Задания —
- 1) Перескажите списком основные факты абзаца из статьи о книге «Буколика», который начинается словами «Буколос с греческого — пастух».
- 2) Измените в записях всё, начиная со строки с «Point out the navy striped» и до конца записей: замените «planogram checker» на «shelf audit tool», а остальное оставьте без изменений. Картинки в ответ не включайте.

«Буколика» — это мыслящий Космос!

«Буколика» — это мыслящий Космос!

О новой поэтической книге Евгения Разумова

Я не люблю стремление народов под одну крышу и вообще

всё атлантическое, американское. Я — бельгийский художник,

даже — антверпенский. Это совсем иной космос…

Ян Фабр

 

Буколос с греческого — пастух, а буколика — что-то вроде пасторалей, эклог и сентиментальных зарисовок. Так в живописи, — например, у Тициана; а в музыке — у Вивальди, Скарлатти и даже Бетховена, который как-то на спор сочинил пасторальную симфонию. Что касается литературы, то до нас дошли знаменитые «Буколики» Вергилия; буколическая новелла греческого софиста I в. н.э. Диона Хризостома, в которой, правда, действуют не пастухи, а охотники (но повествование выдержано в традиционных пасторальных тонах). И ставшая знаковой для первого тысячелетия манера эта благополучно перекочевала в европейские средние века и эпоху Возрождения. Даже гениальный предвестник европейского реализма Шекспир прекрасно знал буколику средних веков, и его Офелия из «Гамлета», безусловно, списана с беспечных пастушек пасторального искусства. Много позже к европейскому, а затем и русскому читателю пришли герои Торквато Тассо и Ричардсона, которыми увлекалась пушкинская Татьяна: «Она влюблялася в обманы и Ричардсона и Руссо». Что уж тут говорить о балладных девах Жуковского! А вот дальше… пасторальные жанры, с одной стороны, локализуются, сжимаются до лубка, а с другой — размываются, истончаясь до неких мотивов в чём-то более глобальном, злободневном, вполне отвечающем на вызовы эпохи. И так, фрагментарно, живут себе до наших дней — то почти исчезая под какими-нибудь горьковскими «Эй, вы, черти драповые!..», то преображаясь в новом контексте в блоковскую «Незнакомку» или есенинскую «Анну Снегину».

[Элементы набора данных]
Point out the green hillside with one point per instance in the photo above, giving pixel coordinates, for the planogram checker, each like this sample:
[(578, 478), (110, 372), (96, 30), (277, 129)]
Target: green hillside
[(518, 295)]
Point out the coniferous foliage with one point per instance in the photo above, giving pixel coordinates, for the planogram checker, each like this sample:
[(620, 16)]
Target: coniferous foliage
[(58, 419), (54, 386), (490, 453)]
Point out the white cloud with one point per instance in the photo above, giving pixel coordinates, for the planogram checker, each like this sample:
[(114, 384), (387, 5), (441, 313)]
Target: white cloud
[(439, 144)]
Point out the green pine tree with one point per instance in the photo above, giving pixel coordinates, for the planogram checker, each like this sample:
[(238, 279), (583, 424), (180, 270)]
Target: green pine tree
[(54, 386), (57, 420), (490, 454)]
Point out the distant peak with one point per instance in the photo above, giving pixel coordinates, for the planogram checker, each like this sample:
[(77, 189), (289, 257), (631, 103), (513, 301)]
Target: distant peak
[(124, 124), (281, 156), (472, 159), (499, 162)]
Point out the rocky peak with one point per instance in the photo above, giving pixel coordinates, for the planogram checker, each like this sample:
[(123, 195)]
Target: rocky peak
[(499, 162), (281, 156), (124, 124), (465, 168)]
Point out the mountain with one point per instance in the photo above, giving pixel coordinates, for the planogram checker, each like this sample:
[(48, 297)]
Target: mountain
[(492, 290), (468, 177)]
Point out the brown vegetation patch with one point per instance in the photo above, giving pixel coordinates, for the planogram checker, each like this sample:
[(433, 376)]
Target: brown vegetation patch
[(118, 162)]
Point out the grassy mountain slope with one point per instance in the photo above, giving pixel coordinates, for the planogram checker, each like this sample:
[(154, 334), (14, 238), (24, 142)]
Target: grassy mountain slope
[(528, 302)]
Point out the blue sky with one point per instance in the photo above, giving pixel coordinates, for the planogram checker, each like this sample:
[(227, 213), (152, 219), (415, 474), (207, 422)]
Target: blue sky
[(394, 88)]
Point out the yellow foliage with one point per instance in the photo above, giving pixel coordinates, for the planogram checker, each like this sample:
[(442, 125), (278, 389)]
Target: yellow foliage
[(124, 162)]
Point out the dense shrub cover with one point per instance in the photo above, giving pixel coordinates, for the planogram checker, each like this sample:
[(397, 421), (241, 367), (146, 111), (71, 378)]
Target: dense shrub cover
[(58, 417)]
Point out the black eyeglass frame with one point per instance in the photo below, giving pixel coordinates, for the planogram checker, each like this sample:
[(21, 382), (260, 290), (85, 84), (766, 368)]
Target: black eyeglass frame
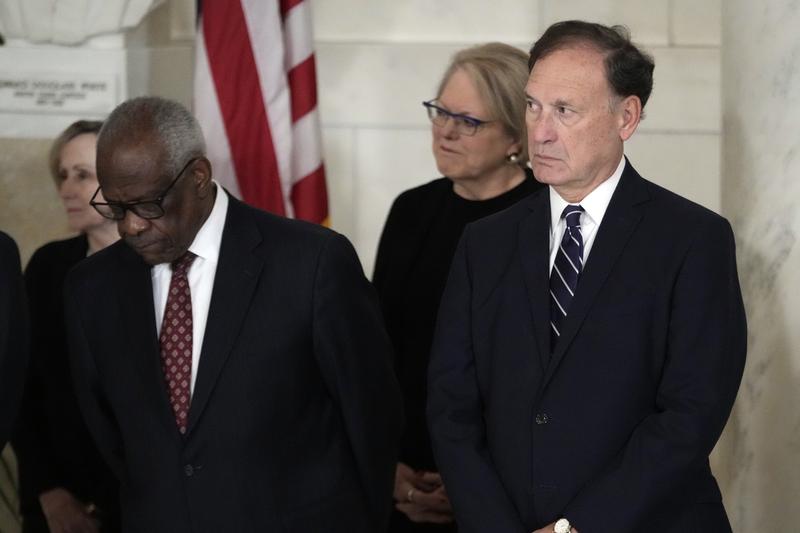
[(134, 206), (474, 123)]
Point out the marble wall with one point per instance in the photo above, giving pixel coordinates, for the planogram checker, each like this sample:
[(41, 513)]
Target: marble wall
[(759, 457), (377, 64), (720, 130), (377, 61)]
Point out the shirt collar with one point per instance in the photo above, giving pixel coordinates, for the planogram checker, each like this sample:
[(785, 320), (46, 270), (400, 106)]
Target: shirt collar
[(594, 204), (207, 242)]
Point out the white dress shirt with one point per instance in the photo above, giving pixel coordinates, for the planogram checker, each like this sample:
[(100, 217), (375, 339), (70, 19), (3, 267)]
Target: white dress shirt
[(201, 275), (594, 206)]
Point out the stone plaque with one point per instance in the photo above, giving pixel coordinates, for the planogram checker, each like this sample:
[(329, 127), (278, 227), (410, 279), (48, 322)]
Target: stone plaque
[(59, 93)]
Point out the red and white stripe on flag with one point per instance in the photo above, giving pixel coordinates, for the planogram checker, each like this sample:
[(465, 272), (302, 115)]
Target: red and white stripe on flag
[(256, 100)]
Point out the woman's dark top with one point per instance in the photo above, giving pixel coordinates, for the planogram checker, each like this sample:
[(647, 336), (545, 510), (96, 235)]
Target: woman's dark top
[(411, 268), (52, 443)]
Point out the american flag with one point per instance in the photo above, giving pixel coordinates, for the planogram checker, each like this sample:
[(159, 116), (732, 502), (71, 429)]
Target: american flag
[(256, 100)]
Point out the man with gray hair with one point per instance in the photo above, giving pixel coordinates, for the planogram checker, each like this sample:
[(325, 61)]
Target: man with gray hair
[(592, 337), (230, 364)]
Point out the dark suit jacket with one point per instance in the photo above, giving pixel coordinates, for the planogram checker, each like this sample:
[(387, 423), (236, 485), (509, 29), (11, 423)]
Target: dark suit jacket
[(295, 415), (13, 335), (52, 443), (613, 430)]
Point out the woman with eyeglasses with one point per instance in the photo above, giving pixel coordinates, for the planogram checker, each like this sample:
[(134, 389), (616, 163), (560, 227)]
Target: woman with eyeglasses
[(65, 485), (480, 147)]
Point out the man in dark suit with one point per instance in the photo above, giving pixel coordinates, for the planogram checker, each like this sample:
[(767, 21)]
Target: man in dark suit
[(13, 336), (230, 364), (591, 339)]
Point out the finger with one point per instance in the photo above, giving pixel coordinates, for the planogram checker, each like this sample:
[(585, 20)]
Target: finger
[(431, 500), (433, 478), (417, 514)]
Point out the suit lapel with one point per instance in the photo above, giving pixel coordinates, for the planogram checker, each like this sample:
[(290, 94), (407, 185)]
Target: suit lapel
[(534, 243), (235, 281), (135, 299), (621, 218)]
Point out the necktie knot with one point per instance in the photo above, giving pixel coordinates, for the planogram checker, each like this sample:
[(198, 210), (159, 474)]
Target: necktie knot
[(572, 216), (181, 265)]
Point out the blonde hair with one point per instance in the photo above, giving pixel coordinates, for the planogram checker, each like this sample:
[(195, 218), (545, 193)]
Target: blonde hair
[(73, 130), (500, 73)]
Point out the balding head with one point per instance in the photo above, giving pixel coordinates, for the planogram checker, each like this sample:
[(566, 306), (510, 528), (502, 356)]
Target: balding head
[(154, 176)]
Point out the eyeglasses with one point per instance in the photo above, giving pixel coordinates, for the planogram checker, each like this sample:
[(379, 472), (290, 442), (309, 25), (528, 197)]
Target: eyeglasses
[(149, 209), (463, 124)]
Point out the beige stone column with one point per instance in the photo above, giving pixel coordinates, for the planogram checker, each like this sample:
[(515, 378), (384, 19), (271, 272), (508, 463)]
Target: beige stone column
[(758, 460)]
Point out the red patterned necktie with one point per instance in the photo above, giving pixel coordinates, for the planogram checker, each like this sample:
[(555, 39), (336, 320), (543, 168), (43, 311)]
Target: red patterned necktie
[(176, 340)]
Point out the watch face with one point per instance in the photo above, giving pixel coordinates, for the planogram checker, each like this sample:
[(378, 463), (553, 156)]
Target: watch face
[(562, 526)]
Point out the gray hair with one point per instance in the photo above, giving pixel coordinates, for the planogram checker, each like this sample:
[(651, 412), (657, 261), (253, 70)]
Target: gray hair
[(173, 126)]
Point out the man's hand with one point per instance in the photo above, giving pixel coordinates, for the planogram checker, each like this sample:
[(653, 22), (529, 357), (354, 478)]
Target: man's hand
[(421, 496), (549, 528), (65, 513)]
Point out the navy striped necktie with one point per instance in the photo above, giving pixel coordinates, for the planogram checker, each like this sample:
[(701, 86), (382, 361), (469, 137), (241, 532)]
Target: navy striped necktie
[(566, 271)]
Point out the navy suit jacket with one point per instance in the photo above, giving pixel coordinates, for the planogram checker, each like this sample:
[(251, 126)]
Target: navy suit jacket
[(612, 430), (295, 414), (13, 336)]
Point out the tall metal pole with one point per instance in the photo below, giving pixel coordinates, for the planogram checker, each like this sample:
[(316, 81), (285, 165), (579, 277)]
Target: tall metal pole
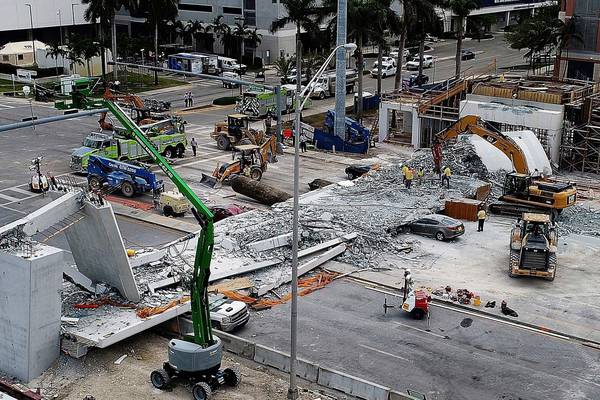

Ответы к заданиям —
- 1)
- По-гречески «буколос» означает «пастух». Буколика — это что-то вроде пасторалей, эклог и сентиментальных зарисовок.
- В живописи к ней обращался, например, Тициан. В музыке — Вивальди, Скарлатти и Бетховен, который на спор сочинил пасторальную симфонию.
- В литературе до нас дошли «Буколики» Вергилия и буколическая новелла греческого софиста I в. н.э. Диона Хризостома. В новелле действуют охотники, а не пастухи, но тон у неё пасторальный.
- Эта манера была знаковой для первого тысячелетия и перешла в европейское Средневековье и эпоху Возрождения.
- Шекспир знал средневековую буколику. Его Офелия списана с беспечных пастушек пасторального искусства.
- Позже к читателю пришли герои Торквато Тассо и Ричардсона, которыми увлекалась пушкинская Татьяна. Сюда же относятся балладные девы Жуковского.
- Затем пасторальные жанры, с одной стороны, сжимаются до лубка, а с другой — размываются до мотивов в чём-то более глобальном и злободневном.
- В таком фрагментарном виде они дожили до наших дней. Они то почти исчезают под горьковскими «Эй, вы, черти драповые!..», то преображаются в блоковскую «Незнакомку» или есенинскую «Анну Снегину».

- 2)
Point out the navy striped necktie with one point per instance in the photo above, giving pixel coordinates, for the shelf audit tool, each like this sample:
[(701, 86), (382, 361), (469, 137), (241, 532)]
Target: navy striped necktie
[(566, 271)]
Point out the navy suit jacket with one point per instance in the photo above, giving pixel coordinates, for the shelf audit tool, each like this sample:
[(251, 126)]
Target: navy suit jacket
[(612, 430), (295, 414), (13, 336)]
Point out the tall metal pole with one point per instance in the photo below, giving pixel coordinates, for the shelf audit tool, each like this sample:
[(316, 81), (285, 165), (579, 277)]
Target: tall metal pole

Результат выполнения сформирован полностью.